Item 8.01 Other Events.

Secured Notes Offering

On January 27, 2022, Bausch Health Companies Inc. (the "Company") announced that it launched and priced an offering of $1.0 billion aggregate principal amount of new senior secured notes due 2027 (the "Notes"). The Notes will bear interest at a rate of 6.125% per year, and the offering price for the Notes was 100.000% of the principal amount thereof. The Notes will be offered in the United States to qualified institutional investors pursuant to Rule 144A under the Securities Act of 1933, as amended (the "Securities Act"), and outside the United States to non-U.S. persons pursuant to Regulation S under the Securities Act.

Closing of the Notes offering will not be conditioned upon completion of the initial public offering ("IPO") of Bausch + Lomb Corporation ("Bausch + Lomb" and such offering, the "Bausch + Lomb IPO"), but if the Bausch + Lomb IPO does not occur on or prior to August 15, 2022, the Company will be required to redeem the Notes at such time at a redemption price equal to the issue price of the Notes plus accrued and unpaid interest.

Bounding box data excerpts

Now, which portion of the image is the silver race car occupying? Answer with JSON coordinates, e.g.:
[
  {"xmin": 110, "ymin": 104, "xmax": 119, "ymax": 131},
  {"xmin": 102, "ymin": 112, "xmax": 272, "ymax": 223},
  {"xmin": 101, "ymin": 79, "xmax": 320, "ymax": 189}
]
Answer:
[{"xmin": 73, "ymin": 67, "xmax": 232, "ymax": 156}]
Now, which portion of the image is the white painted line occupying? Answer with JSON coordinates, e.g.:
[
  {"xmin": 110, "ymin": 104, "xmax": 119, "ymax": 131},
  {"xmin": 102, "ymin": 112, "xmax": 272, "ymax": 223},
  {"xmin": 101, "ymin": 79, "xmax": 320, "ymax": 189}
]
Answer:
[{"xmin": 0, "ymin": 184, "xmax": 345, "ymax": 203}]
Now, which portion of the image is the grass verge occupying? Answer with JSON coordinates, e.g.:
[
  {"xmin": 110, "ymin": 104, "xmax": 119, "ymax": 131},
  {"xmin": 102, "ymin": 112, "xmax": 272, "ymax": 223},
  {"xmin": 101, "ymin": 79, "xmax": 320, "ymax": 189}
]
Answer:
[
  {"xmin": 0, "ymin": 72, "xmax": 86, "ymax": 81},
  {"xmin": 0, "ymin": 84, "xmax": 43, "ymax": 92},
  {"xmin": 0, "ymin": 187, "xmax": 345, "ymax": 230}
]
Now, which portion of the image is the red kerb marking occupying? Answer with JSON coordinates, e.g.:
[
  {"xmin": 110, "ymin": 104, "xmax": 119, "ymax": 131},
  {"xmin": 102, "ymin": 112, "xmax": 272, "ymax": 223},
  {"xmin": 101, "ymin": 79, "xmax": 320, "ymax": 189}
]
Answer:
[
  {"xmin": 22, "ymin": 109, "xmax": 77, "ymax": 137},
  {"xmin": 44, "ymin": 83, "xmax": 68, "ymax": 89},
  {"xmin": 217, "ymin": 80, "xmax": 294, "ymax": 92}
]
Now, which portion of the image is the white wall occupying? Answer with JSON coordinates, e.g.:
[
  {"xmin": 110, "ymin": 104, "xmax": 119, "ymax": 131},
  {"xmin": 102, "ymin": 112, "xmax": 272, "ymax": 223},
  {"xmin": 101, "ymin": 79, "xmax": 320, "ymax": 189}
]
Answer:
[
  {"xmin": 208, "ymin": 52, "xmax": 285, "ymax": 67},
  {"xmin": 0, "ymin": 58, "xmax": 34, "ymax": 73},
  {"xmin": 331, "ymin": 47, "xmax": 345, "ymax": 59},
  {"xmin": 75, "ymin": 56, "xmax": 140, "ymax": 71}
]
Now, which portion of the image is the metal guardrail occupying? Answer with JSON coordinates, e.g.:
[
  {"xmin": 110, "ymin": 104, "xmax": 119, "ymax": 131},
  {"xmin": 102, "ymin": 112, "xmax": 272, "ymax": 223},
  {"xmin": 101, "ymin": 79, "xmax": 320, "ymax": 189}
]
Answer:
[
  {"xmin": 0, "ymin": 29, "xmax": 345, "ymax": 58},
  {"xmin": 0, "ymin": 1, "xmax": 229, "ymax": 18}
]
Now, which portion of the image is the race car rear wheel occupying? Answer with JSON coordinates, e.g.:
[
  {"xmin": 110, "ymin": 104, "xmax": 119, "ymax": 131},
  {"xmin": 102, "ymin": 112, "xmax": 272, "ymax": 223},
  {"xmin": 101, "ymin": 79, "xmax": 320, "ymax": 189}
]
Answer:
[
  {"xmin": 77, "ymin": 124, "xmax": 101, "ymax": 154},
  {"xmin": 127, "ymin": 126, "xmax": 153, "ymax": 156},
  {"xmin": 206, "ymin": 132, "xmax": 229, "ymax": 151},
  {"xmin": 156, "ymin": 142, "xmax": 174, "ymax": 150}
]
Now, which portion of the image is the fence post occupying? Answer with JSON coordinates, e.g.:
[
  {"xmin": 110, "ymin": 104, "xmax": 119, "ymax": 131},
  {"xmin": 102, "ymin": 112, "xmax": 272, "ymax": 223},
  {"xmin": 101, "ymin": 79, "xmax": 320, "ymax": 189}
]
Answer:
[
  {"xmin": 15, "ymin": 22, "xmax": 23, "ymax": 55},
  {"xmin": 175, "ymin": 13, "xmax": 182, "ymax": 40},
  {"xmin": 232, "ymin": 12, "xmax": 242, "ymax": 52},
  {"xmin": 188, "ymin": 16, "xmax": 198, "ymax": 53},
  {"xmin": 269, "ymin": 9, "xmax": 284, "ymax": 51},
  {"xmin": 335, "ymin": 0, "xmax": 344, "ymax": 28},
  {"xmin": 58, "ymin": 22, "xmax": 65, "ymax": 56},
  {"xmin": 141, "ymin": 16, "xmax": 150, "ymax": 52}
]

* * *

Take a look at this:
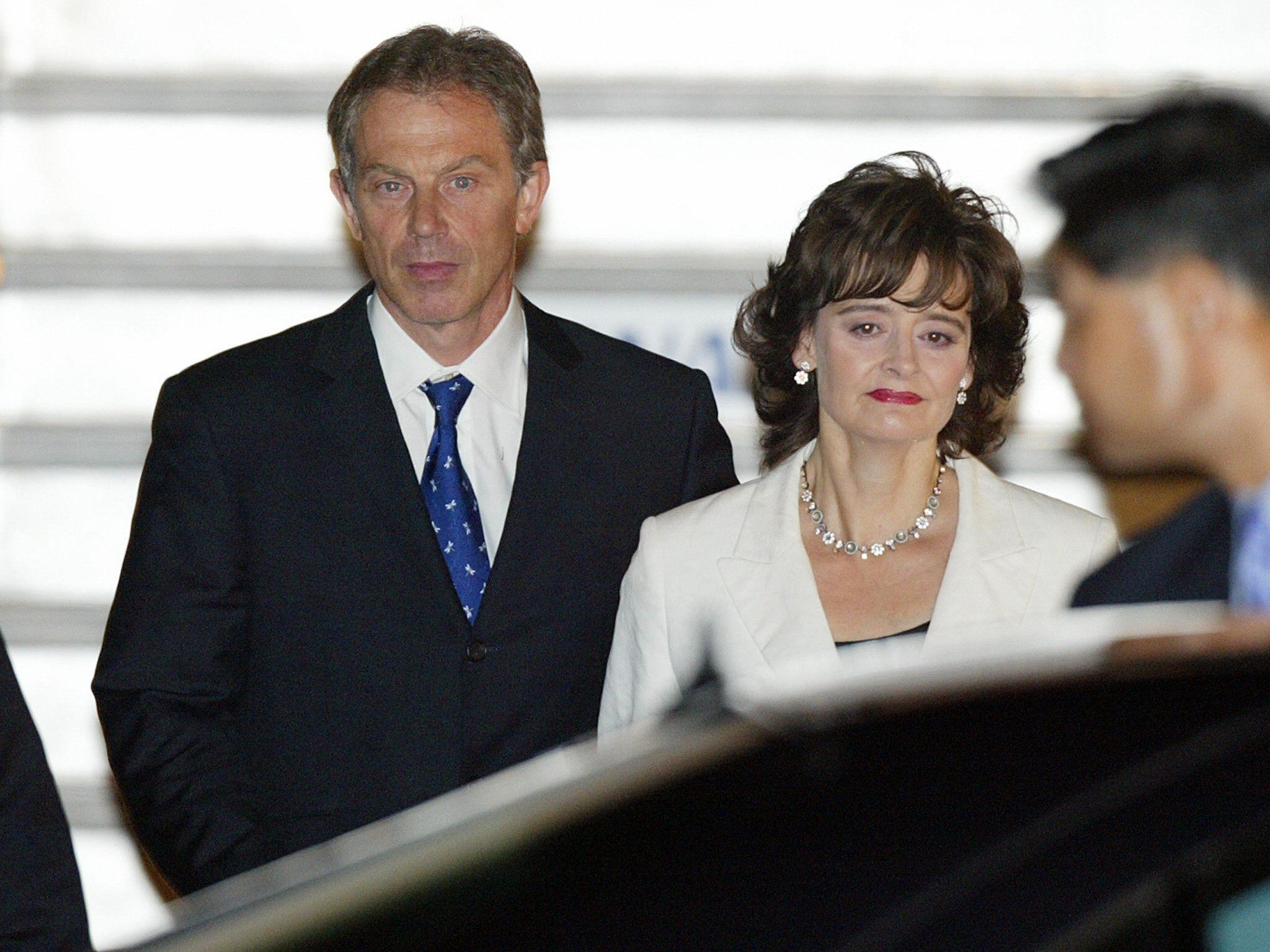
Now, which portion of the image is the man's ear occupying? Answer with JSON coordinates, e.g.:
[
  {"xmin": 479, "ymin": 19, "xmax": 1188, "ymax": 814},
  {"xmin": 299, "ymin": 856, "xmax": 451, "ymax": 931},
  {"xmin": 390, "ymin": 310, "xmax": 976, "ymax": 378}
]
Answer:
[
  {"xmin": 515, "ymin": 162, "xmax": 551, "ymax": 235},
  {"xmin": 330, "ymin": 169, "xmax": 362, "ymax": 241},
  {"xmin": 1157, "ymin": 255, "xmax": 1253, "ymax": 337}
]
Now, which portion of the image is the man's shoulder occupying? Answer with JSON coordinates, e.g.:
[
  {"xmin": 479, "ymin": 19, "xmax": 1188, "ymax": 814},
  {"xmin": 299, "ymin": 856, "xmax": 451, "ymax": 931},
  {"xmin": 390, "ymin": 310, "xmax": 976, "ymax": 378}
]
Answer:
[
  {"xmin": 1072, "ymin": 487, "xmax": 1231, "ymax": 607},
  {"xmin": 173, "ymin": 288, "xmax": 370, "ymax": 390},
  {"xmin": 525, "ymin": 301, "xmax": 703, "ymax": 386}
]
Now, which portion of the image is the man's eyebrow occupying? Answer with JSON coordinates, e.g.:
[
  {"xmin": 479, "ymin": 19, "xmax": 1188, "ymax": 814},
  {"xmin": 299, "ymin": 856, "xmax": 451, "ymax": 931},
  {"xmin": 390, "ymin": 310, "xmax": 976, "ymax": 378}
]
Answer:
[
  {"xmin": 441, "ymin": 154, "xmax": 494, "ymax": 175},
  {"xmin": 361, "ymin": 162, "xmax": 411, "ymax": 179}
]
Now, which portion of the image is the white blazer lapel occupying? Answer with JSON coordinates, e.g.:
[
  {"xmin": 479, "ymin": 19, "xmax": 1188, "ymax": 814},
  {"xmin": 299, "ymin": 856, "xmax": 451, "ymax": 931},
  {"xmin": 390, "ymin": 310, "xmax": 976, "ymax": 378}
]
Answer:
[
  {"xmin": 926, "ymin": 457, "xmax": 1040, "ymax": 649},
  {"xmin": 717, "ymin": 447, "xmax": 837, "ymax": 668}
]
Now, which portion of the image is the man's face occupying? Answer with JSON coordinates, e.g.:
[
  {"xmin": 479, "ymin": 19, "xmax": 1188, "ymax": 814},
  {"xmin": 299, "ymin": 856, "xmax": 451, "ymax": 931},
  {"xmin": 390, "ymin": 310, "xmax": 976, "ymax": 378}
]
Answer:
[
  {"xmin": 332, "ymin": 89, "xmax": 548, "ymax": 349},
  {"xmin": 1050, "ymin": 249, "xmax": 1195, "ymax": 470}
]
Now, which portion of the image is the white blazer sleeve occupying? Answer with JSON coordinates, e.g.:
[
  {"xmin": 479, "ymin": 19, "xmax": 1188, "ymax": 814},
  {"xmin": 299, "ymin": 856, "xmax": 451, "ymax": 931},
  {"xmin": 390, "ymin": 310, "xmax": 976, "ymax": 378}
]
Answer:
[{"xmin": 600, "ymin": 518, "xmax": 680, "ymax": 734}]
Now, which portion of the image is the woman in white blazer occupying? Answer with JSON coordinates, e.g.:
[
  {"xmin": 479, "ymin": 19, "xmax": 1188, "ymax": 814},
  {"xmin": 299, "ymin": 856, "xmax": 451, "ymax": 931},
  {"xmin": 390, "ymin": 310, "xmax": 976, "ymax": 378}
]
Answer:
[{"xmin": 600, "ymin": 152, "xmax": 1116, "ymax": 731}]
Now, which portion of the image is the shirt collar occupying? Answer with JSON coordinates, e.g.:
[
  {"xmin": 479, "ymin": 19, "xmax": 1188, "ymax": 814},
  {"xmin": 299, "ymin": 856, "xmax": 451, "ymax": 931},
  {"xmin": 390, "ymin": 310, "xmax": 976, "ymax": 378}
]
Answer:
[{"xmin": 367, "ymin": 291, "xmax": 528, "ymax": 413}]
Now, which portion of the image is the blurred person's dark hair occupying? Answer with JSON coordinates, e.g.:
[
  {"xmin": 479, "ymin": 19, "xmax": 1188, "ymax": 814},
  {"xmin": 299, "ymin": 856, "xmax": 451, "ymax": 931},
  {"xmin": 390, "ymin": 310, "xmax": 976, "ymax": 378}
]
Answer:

*TASK GOAL:*
Extract the passage of the filing excerpt from "Item 8.01 Other" to "the Securities Act.", copying it word for word. Draw only on the filing excerpt, not on the rows.

*EXERCISE SOLUTION:*
Item 8.01 Other Events.

Secured Notes Offering

On January 27, 2022, Bausch Health Companies Inc. (the "Company") announced that it launched and priced an offering of $1.0 billion aggregate principal amount of new senior secured notes due 2027 (the "Notes"). The Notes will bear interest at a rate of 6.125% per year, and the offering price for the Notes was 100.000% of the principal amount thereof. The Notes will be offered in the United States to qualified institutional investors pursuant to Rule 144A under the Securities Act of 1933, as amended (the "Securities Act"), and outside the United States to non-U.S. persons pursuant to Regulation S under the Securities Act.